▶ **ABOUT THIS TASK**
From the first line to the last, return the data exactly as written.
*** Opening of SOURCE DATA ***
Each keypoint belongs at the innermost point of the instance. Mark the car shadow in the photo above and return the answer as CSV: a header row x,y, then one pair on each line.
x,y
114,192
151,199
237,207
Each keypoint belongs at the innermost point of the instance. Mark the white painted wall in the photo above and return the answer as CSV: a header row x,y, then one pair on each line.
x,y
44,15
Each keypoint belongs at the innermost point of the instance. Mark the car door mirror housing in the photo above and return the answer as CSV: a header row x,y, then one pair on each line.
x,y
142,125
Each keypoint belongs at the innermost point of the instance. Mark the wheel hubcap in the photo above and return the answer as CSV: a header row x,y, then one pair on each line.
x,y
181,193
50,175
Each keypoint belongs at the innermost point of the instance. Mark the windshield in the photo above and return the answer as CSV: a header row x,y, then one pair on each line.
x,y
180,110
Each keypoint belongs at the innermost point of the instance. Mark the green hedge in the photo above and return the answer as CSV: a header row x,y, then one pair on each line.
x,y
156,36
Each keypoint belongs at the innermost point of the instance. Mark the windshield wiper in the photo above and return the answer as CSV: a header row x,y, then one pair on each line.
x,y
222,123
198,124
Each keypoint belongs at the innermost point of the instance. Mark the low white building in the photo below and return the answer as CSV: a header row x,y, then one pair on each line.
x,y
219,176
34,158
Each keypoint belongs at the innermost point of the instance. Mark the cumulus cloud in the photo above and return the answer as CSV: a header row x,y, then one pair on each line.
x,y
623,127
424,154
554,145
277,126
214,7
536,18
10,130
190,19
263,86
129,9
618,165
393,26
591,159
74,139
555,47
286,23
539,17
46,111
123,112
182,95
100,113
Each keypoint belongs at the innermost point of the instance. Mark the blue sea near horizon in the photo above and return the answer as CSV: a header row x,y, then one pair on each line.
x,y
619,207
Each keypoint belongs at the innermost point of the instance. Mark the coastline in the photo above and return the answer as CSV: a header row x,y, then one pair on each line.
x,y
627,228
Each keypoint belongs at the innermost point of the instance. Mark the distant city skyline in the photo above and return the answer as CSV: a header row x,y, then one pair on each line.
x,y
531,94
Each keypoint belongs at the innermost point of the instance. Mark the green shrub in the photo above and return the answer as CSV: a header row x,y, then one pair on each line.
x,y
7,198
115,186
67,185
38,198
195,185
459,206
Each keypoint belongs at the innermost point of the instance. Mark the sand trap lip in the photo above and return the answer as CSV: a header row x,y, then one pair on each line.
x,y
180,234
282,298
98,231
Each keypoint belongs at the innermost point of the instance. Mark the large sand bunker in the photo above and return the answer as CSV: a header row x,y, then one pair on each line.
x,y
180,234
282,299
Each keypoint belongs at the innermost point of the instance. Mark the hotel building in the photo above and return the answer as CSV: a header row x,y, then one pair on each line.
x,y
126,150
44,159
*** Close of SOURCE DATA ***
▶ **SOLUTION TO THIS EXERCISE**
Each keypoint belongs at the innermost point of the instance. Mark the car shadow in the photo above and return the answer as CSV: a header row x,y, then one pair on each line.
x,y
114,192
151,199
237,207
Each keypoint belongs at the innermost point of the instance. Mark the white painted wall in the photo above and return the answer as CSV: a header row x,y, then one pair on each line.
x,y
44,15
Each keypoint belongs at the innermost point of the instance. Mark the car door mirror housing in the photo above and return the answer as CSV: a header row x,y, then one pair on each line.
x,y
142,125
Each keypoint belongs at the innermost point of the instance. Mark the wheel hubcap in the photo above and return the answer as CSV: a header row x,y, then one pair on each line.
x,y
181,193
50,175
Each keypoint belongs at the innermost point of the instance. Mark the windshield in the photo above and return the answer as CSV: a header row x,y, then one pair on each line.
x,y
180,110
Each keypoint belongs at the innermost point of the instance. Mark the green hedge in the photo above and return the answer as CSV: a header row x,y, then one pair on each line.
x,y
156,36
Each keypoint belongs at the innermost point of the instance. Mark the windshield wiper in the photo above and return the answer as CSV: a header row x,y, then one pair on each line.
x,y
222,123
198,124
Each keypoint belongs at the innermost point of the instance. Mark the low white building in the photo below and return the answer as CSV: a header row x,y, then one pair on each line.
x,y
219,176
34,158
Each keypoint belongs at the innermost point of the instance. Mark the cumulus cloud in the photo above and return the answer as CSV: a header row x,y, then one pair on each line.
x,y
623,127
424,154
554,145
277,126
214,7
536,18
10,130
190,19
263,86
129,9
618,165
393,26
591,159
74,139
555,47
286,23
539,17
46,111
123,112
182,95
100,113
Each keypoint belongs at the innermost point of the instance. Mark the blue sea near horizon in the photo above and return the answer as CSV: a header row x,y, then one pair on each line.
x,y
619,207
Each keypoint belongs at the innermost point of the instance. Mark the coastline in the photo above and return the answer as CSV: a header row x,y, then one pair on each line.
x,y
627,228
Each keypoint belongs at the innermost point of the instance. Mark the distant city skyline in the photo above and return the answer as CSV: a header row x,y, then one pair on each line.
x,y
531,94
Each keypoint belongs at the innermost point of the instance. Mark the green shrub in the photo above and return the answer as CSV: a header row x,y, then one pair on each line.
x,y
7,198
115,186
67,185
38,198
195,185
459,206
Each keypoint belongs at the innermost point of the instance. Mark the sand trap lip in the photo above and return the answer as CSV: a header row x,y, then one pair on each line.
x,y
180,234
282,298
98,231
Each keypoint belongs at the innermost point of the instance. Mark the large sand bunker in the photo above and return the answer as CSV: a header row x,y, then one pair on each line.
x,y
180,234
282,299
Each keypoint belongs at the innermost point of the instance. Mark the hotel building in the photo above and return the answer as CSV: a header row x,y, then one pair on each line.
x,y
126,150
44,159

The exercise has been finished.